[[ Passage to read, beginning ]]
Well, first off, the film's alternate, international title is Panic in the Tower, whose cover art superimposes a shrieky monkey over what appears to be the Nakatomi Plaza. That gives the impression that the movie makes cunning use of its particular architectural coup, which is something that does not happen at all throughout the 100 minutes of this lame attempt at a Showtime original movie. At no point does the mad mandrill chase its victims through ventilation ducts or up to some cryptic, undiscovered floor of the building. The monkey doesn't corner anyone on the roof, which seems wrong considering it's a vital cliché for a movie of such stunning originality as Shakma.

It's just a group of people forever stuck on the fourth floor, no climbing or swinging required. You could almost call it existential given how restless the movie makes you feel.

Secondly, the filmmakers went to the trouble of casting a credited animal performer named Typhoon the Baboon. Sadly, he never would act again before or after this, but he fares better than his slumming homosapien co-stars, among them Ape-man Roddy McDowall and Blue Lagoon maroon Christopher Atkins, going from Beaks to Cheeks. The method acting going in Typhoon's primitive brain whenever he hurls himself against a door, which comprises much of his role, is a wonderful thing. Compare him to Roddy McDowall, who appears to have been in the early stages of Alzheimer's throughout. At least he's not living the self-fulfilling prophecy of standing idly by as a demented madman in a ski mask runs around, hacking up young virgins.

There's also Amanda Wyss and Ari Meyers as the dueling eye candy, Wyss being Atkins' primary love interest and Meyers the infatuated younger girl, respectively. Amanda Wyss has the edge because she was involved in three seminal 1980s films: Fast Times at Ridgemont High, A Nightmare on Elm Street and Better Off Dead... The former Kate & Allie teen starlet, meanwhile, went from playing Al Pacino's fictional daughter in the overlooked Author! Author! to starring alongside The Barbarian Brothers and a chicken bone. And I also kept confusing her with Lori Loughlin.
[[ Passage to read, end ]]
[[ Extracted material, beginning ]]
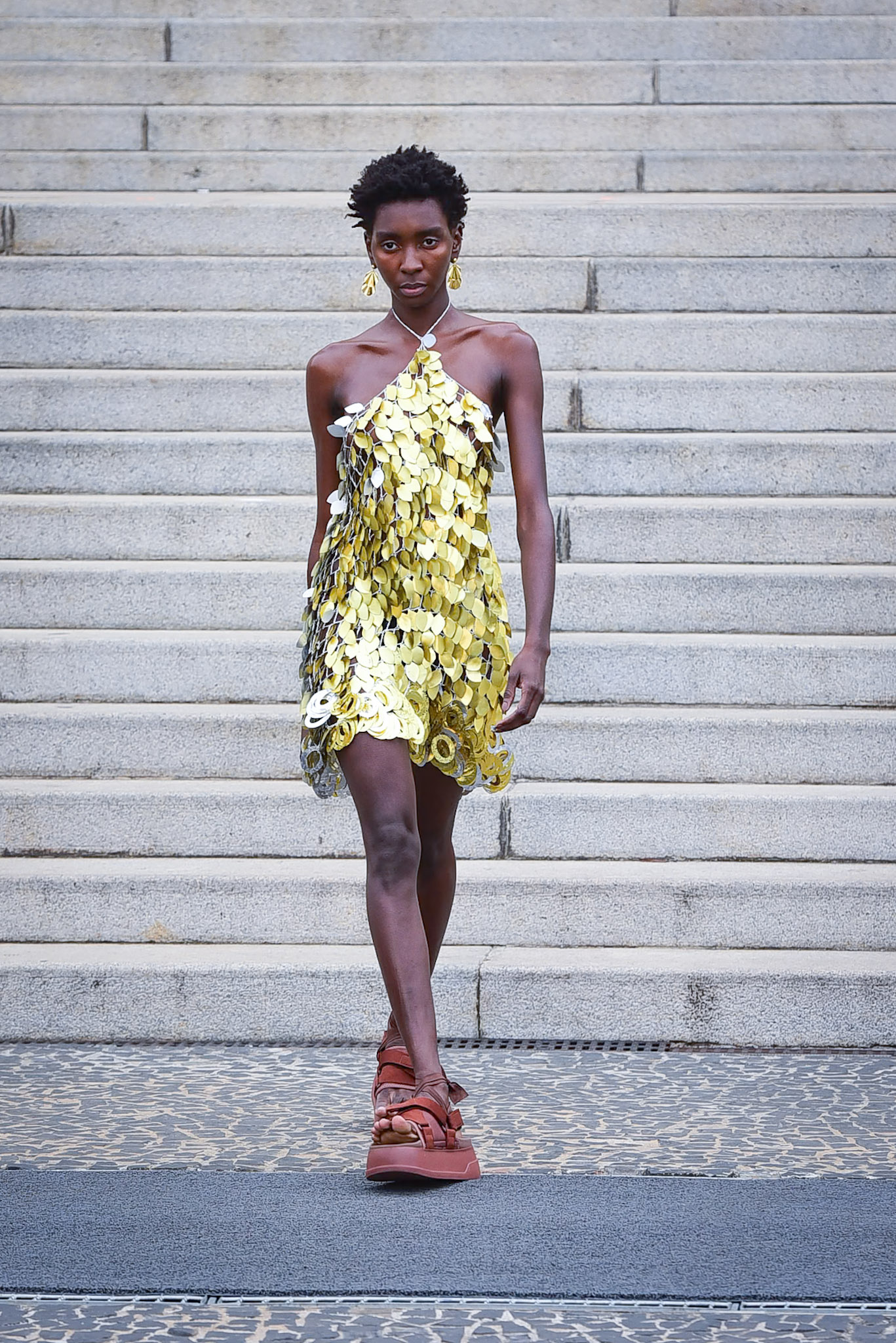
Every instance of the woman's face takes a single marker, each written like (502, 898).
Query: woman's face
[[ Extracted material, end ]]
[[ Extracted material, beginning ]]
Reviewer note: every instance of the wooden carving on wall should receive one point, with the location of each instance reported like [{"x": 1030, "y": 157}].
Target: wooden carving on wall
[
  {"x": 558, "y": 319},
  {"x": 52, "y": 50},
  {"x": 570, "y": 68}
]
[[ Extracted material, end ]]
• [Aim of the task]: Pick up the review of the film Shakma after its last sentence and keep it going in the same voice. This material has nothing to do with the Shakma review.

• [Your response]:
Shakma begins with some tender scenes of graphic brain surgery, no doubt intended to shock you to life (sorry), but also to introduce us to Roddy McDowall as Dr. Sorenson, chief of staff for the medical school situated in this ten-story office building meant to be a tower. Sorenson and his charges also apparently have a proud weekend tradition involving a Dungeons & Dragons-style LARP game called "Nemesis," where they adopt secret identities and wander aimlessly throughout the rooms collecting clues to help rescue the princess situated on the fifth floor, like they're Gleep Glop and the Floopty-Doos.


Enter the monkey in the wrench, Shakma, the titular baboon who reacts harshly to having his naked brain injected with corticotropin. He attacks the students, drawing blood from one of them, and is sedated by his trainer Sam (Atkins) before Sorenson arrives in a fit of exasperation and demands Shakma be put to sleep. Sam realizes he made a mistake by injecting the wrong substance into his prized pet, but shrugs it off and decides to let the resident lackey Richard (Greg Flowers) dispose of the damned, dirty ape.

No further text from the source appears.